(EXCERPTED PASSAGE)
↓

Since medical professionials began using antiviral treatments to prevent cytomegalovirus infection after stem cell transplantation, fewer patients fell ill with the virus and the mortality rate decreased significantly. However, reactivation of cytomegalovirus may also reduce the risk of relapse in patients with acute myeloid leukemia, as a growing body of research results shows.
According to previous research, the reactivation of the cytomegalovirus may increase T cell immunity against leukemia cells. To test this hypothesis, Luo and coworkers compared cytomegalovirus-specific and Wilms tumor 1-specific T cells in the peripheral blood of patients with acute myeloid leukemia.
The scientists included 24 adult patients with acute myeloid leukemia in the first or second complete remission in their study. All patients had received allogeneic hematopoietic cell transplantation and were Wilms tumor 1 positive before cell transplantation. The scientists collected peripheral blood mononuclear cells from the patients at 1, 2, 3, 6 and 12 months after transplantation.
Wilms tumor 1-specific T cells fight leukemia cells
Most cells of acute myeloid leukemia overexpress the Wilms tumor 1 gene, which plays an important role in cell proliferation, differentiation and apoptosis. Therefore, the expression of Wilms tumor 1 mRNA in peripheral blood and bone marrow is considered a marker for residual disease in acute myeloid leukemia.
The more Wilms tumor 1-specific T cells a patient has, the stronger his or her immune system fights the leukemia. Allogeneic hematopoietic stem cell transplantation and vaccination with Wilms tumor 1 peptide can stimulate the cytotoxic activity of Wilms tumor 1-specific CD8+ T cells.
CMV-specific T cells recover faster and respond to Wilms tumor 1 protein
Luo and coworkers showed in their study: Cytomegalovirus-specific CD8+ T cells reconstituted much faster than the Wilms tumor 1-specific CD8+ T cells in the measured time period. Furthermore, the cytomegalovirus-specific T cells expressed fewer exhaustion markers and were more functional, as shown by the production of IFN-γ/TNF-α and the expression of Eomes/T-bet.
The scientists stimulated the patients' T cells with the cytomegalovirus pp65 protein or the Wilms tumor 1 protein – both peptide pools from peptides&elephants. They then used FACS analysis to determine what phenotype they had and whether the CD8+ or CD4+ T cells produced IFN-γ and TNF-α. The results: If the cytomegalovirus had reactivated within the measured time period, more cytomegalovirus-specific CD8+ T cells were produced – in response to both proteins. At the same time, the expression values of Eomes+T-bet- were lower and those of Eomes+T-bet+ were higher. Cytomegalovirus-specific T cell clones are therefore able to respond to Wilms tumor-1 as a leukemia antigen stimulus.

↑

(RECORD EXCERPTS)
↓

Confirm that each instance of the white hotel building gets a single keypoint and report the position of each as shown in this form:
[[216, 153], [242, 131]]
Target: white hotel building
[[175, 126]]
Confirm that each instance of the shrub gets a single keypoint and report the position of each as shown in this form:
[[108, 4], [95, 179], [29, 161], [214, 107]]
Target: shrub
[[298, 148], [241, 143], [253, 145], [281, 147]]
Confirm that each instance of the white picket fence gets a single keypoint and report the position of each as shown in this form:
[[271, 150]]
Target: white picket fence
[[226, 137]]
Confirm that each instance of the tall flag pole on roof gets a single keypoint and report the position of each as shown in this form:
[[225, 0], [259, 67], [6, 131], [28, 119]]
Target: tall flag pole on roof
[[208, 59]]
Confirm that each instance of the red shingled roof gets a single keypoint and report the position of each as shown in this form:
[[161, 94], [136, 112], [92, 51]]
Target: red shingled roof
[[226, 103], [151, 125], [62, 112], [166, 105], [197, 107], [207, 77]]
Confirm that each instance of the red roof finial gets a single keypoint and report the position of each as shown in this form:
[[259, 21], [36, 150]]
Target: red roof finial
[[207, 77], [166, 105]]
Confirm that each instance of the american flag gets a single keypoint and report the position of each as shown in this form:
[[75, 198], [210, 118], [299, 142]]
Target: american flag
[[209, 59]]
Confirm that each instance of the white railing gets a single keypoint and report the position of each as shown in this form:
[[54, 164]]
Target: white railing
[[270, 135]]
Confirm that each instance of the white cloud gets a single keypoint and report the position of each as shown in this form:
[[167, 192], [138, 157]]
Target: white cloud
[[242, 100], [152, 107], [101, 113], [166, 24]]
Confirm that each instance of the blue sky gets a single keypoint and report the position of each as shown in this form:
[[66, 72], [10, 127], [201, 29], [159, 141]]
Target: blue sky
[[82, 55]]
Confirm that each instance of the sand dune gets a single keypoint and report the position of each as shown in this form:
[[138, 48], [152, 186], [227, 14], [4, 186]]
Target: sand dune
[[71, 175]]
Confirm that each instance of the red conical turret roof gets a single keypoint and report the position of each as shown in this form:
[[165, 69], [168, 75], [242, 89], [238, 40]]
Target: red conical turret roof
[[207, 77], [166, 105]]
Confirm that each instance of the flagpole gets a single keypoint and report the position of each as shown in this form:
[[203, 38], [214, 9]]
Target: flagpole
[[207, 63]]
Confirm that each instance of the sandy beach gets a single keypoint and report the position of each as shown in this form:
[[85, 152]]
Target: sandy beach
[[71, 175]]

↑

(BRIEF)
In the passage on cytomegalovirus and acute myeloid leukemia, how many months after transplantation were the patients' peripheral blood mononuclear cells collected?

(SOLUTION)
At 1, 2, 3, 6 and 12 months after transplantation.